[Extracted data entries]
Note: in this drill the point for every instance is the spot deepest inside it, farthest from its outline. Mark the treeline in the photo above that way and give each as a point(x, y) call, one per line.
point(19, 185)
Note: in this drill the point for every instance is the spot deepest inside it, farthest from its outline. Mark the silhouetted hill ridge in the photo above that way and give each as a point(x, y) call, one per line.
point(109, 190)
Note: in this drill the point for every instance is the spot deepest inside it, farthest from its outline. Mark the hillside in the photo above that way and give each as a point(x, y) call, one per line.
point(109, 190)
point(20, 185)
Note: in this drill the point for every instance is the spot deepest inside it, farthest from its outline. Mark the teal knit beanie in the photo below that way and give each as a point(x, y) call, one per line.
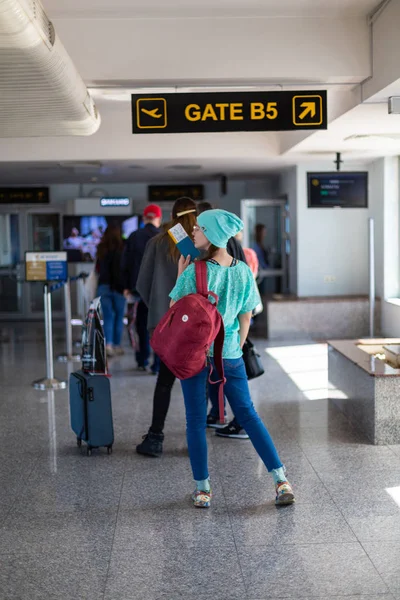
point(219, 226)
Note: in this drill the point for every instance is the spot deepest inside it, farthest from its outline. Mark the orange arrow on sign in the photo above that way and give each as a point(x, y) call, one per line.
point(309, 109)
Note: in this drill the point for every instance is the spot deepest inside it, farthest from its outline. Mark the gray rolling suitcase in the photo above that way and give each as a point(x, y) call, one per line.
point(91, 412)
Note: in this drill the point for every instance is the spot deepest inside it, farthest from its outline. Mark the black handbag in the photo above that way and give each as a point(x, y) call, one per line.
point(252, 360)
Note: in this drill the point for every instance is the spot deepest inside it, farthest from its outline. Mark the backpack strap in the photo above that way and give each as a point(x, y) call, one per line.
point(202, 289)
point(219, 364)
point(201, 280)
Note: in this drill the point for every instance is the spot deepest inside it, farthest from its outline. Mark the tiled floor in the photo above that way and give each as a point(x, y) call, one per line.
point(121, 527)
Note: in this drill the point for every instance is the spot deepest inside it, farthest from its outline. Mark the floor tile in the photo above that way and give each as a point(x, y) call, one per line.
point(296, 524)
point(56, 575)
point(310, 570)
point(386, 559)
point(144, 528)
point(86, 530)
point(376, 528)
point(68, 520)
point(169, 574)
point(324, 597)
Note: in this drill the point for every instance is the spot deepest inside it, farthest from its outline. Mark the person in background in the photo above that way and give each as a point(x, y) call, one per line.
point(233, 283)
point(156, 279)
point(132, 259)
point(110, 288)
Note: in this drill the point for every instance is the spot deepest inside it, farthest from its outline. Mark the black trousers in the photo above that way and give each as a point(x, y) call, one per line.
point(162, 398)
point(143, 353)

Work to be completed:
Change "farthest from its outline" to "most distant from its edge" everywhere in the records above and reproduce them with no other edits, omitting the pictures.

Final result:
Note: in this drill the point for every instance is the spot deepest inside it, most distant from its edge. Mark the treeline in the photo above that way and give each as a point(x, y) call, one per line.
point(19, 185)
Note: in this drill the point for every instance is the spot deepest inside it, most distant from its edge. Mark the silhouetted hill ridge in the photo above that way and give each as a point(x, y) call, one per line.
point(109, 190)
Note: in this drill the point for every instance is the spot deepest inside it, most distant from its edge. Mark the hillside in the photo above that way and give each as a point(x, y) call, one per line.
point(109, 190)
point(20, 185)
Note: in this drill the point for every instance is the spot deepest inside it, most distant from its edge. Mark the teal knit beanie in the photo below that way and give each as a point(x, y) call, one per line.
point(219, 226)
Note: in this drill the point for every instance is the spot deepest inside it, most distant from its edge. Mark the orange arrow on sign in the photo above that way and give each as a point(x, y) call, one per line.
point(309, 109)
Note: in this drill the point for every instance is the spot deepest inside it, most distant from its edge. Mark the gray rolling suitcase in the photo above that way and give each as a point(x, y) call, one per line.
point(91, 412)
Note: in this drill the point for every instance is the spot deepest inside it, most distant from its edge. Mark the black handbag in the photo above that way and give each as a point(x, y) call, one per line.
point(252, 360)
Note: in this drill the point for every instance is the spot deepest inside it, most distant from its edge. Mark the backpack strap in the photo above that way and give each as a point(x, y) call, one per line.
point(202, 289)
point(219, 364)
point(201, 280)
Note: in this drill the point for every instance is the spot deepest inside it, most distant from its edge. Mark the tiled floor in the photo above that way and give each as a point(x, y) call, one per line.
point(121, 527)
Note: in this drill the point for every instance is the spot deepest inside it, most distant from its edge. Mark the floor tile in the photo above that way and give each as a point(x, y) call, one per line.
point(296, 524)
point(56, 575)
point(310, 570)
point(386, 559)
point(144, 528)
point(86, 530)
point(376, 528)
point(68, 520)
point(169, 574)
point(324, 597)
Note: in this drill the point for every instance is the spot deepest inside it, most distant from its edge. Mark the person in background in the photo above that way and give each as a point(x, y) call, one per line.
point(233, 283)
point(156, 279)
point(132, 259)
point(110, 288)
Note: in this drill the point for every instance is the spot deepest inside it, most distant from its edge. Mark the black trousers in the photo above that way and give each as a point(x, y) call, one per line.
point(162, 398)
point(143, 353)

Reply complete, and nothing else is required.